Artes e Ofício de Curar
Artes e Ofício de Curar
Artes e Ofício de Curar
MONTES CLAROS - MG
2023
Artes e Ofícios de curar no Brasil
Capítulo 3- Medicina Impopular
Ciência Médica e Medicina Popular nas Páginas dos Periódicos Científicos (1830-1840)
Luiz Otávio Ferreira
Em Busca de Popularidade
A popularidade da medicina acadêmica não estava ligada “apenas” com a dificuldade
desses profissionais em competir com as práticas populares da medicina. A falta de
conteúdo de fácil compressão sobre a medicina erudita, afastava a população leiga. Era
proposto então, a produção de conteúdos didáticos direcionados a população acerca da
problemática de uso de medicamentos secretos, o perigo do misticismo, e a intolerância
popular contra a medicina acadêmica.
Em um dos artigos, era apontado que as causas para a impopularidade da classe, era
devido a inexistência de regras pré-estabelecidas, onde todos os profissionais
realizariam as mesmas práticas. O que não acontecia, pois os médicos utilizam da
prática que os convinham. A prática médica ainda era vista como no período colonial,
ou seja, pelo viés empírico.
Em 1842, com a publicação do Dicionário de medicina popular e das ciências
acessórias, do dr. Chernoviz, foi vista como um real esforço para a popularização da
medicina. Até então, os dicionários publicados no Brasil, eram versões de obras
estrangeiras adaptadas. A obra do dr. Chernoviz é apontado como necessária para certa
instrução da população leiga, acerca das emergências médicas do cotidiano, além do
mérito de fazer pensar não somente na tratativa das doenças, mas em maneiras de
precaver, informando sobre as ideias modernas de higiene.

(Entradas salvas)

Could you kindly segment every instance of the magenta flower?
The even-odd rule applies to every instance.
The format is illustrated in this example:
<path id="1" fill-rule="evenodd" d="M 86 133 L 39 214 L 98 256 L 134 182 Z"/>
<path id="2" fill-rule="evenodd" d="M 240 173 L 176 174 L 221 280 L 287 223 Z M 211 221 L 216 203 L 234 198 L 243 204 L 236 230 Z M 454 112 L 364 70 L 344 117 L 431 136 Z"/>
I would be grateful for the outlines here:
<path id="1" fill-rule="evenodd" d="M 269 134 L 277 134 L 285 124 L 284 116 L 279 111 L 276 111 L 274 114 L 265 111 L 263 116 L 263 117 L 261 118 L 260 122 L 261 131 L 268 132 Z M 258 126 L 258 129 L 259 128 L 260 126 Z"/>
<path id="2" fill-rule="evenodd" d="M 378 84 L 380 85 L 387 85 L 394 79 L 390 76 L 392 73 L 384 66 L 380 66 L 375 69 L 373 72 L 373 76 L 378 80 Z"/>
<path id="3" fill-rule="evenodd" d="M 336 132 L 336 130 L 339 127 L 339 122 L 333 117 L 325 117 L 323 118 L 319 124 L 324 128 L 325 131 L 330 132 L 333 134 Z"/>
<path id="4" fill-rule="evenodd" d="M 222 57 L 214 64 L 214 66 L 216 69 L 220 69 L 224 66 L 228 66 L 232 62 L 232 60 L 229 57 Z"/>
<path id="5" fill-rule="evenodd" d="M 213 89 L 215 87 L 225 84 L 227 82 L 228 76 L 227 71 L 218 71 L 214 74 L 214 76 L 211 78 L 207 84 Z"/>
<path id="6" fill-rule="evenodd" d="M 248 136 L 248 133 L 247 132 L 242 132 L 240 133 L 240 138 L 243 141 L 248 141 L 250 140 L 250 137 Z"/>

▶ _Tarefa A_:
Reescreva em forma de lista o parágrafo do trecho da página que começa com "Em 1842, com a publicação", mantendo os fatos principais.
▶ _Tarefa B_:
Reproduza do trecho da página a passagem que vai de "Em um dos artigos, era" até "modernas de higiene.", incluindo estas últimas palavras.
As entradas vêm de outra fonte.

▶ _Resposta A_:
- Em 1842, o Dicionário de medicina popular e das ciências acessórias, do dr. Chernoviz, foi visto como um real esforço para popularizar a medicina.
- Até então, os dicionários publicados no Brasil eram versões adaptadas de obras estrangeiras.
- A obra é apontada como necessária para instruir a população leiga sobre emergências médicas do cotidiano.
- Ela também levava a pensar não só no tratamento das doenças, mas também em formas de preveni-las, ao informar sobre as ideias modernas de higiene.

▶ _Resposta B_:
Em um dos artigos, era apontado que as causas para a impopularidade da classe, era
devido a inexistência de regras pré-estabelecidas, onde todos os profissionais
realizariam as mesmas práticas. O que não acontecia, pois os médicos utilizam da
prática que os convinham. A prática médica ainda era vista como no período colonial,
ou seja, pelo viés empírico.
Em 1842, com a publicação do Dicionário de medicina popular e das ciências
acessórias, do dr. Chernoviz, foi vista como um real esforço para a popularização da
medicina. Até então, os dicionários publicados no Brasil, eram versões de obras
estrangeiras adaptadas. A obra do dr. Chernoviz é apontado como necessária para certa
instrução da população leiga, acerca das emergências médicas do cotidiano, além do
mérito de fazer pensar não somente na tratativa das doenças, mas em maneiras de
precaver, informando sobre as ideias modernas de higiene.